Serapan Bulog Makin Ciut

Kementerian Pertanian meminta Perum Bulog tetap konsisten menyerap beras produksi petani, meski gudang mereka masih penuh beras. Namun, Bulog menyatakan tahun ini akan menurunkan target penyerapan beras dalam negeri tinggal 1,2-1,7 juta ton atau separuh lebih dari serapan 2018 sebanyak 2,7 juta ton.

Bulog menegaskan tahun ini hanya mampu menyerap beras petani sekitar 1,2-1,7 juta ton. Ini penurunan beruntun dalam dua tahun terakhir. Bahkan, dibandingkan penyerapan tahun 2018 sebesar 2,7 juta ton, target penyerapan tahun ini anjlok separuh lebih. Sementara tahun 2019 target penyerapan sebanyak 1,8 juta ton.

“Ya, diinginkan 2,7 juta ton, tapi kan saya menghitung riil dengan kemampuan. Maka dari itu, kami maksimal (bisa menyerap) 1,7 juta ton,” tegas Direktur Utama Perum Bulog, Budi “Buwas” Waseso di Jakarta, Rabu (19/02/2020).

- _PETUNJUK_
Tuliskan lanjutan berita tentang serapan beras oleh Bulog, dimulai setelah kalimat terakhirnya. Daftar sesudah ini tidak diperlukan.

- _DATA TERCATAT_
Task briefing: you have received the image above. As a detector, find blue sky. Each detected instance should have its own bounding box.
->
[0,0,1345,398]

- _JAWABAN LATIHAN_
Rendahnya target penyerapan beras Bulog tak lepas dari masih penuhnya gudang-gudang beras Bulog akibat diubahnya kebijakan penyaluran beras Raskin atau Rastra menjadi bantuan pangan non tunai (BPNT). Dengan ditutupnya captive market tersebut, per 19 Februari 2020 gudang Bulog masih menyimpan beras 1,7 juta ton. Bahkan, separuh lebih atau sebanyak 900.000 ton adalah beras eks impor tahun 2018 — yang menurut Pasal 3 ayat (1) Peraturan Menteri Pertanian (Permentan) Nomor 38 Tahun 2018 harusnya dikeluarkan (disposal) karena melampaui batas waktu simpan paling sedikit empat bulan atau berpotensi turun mutu.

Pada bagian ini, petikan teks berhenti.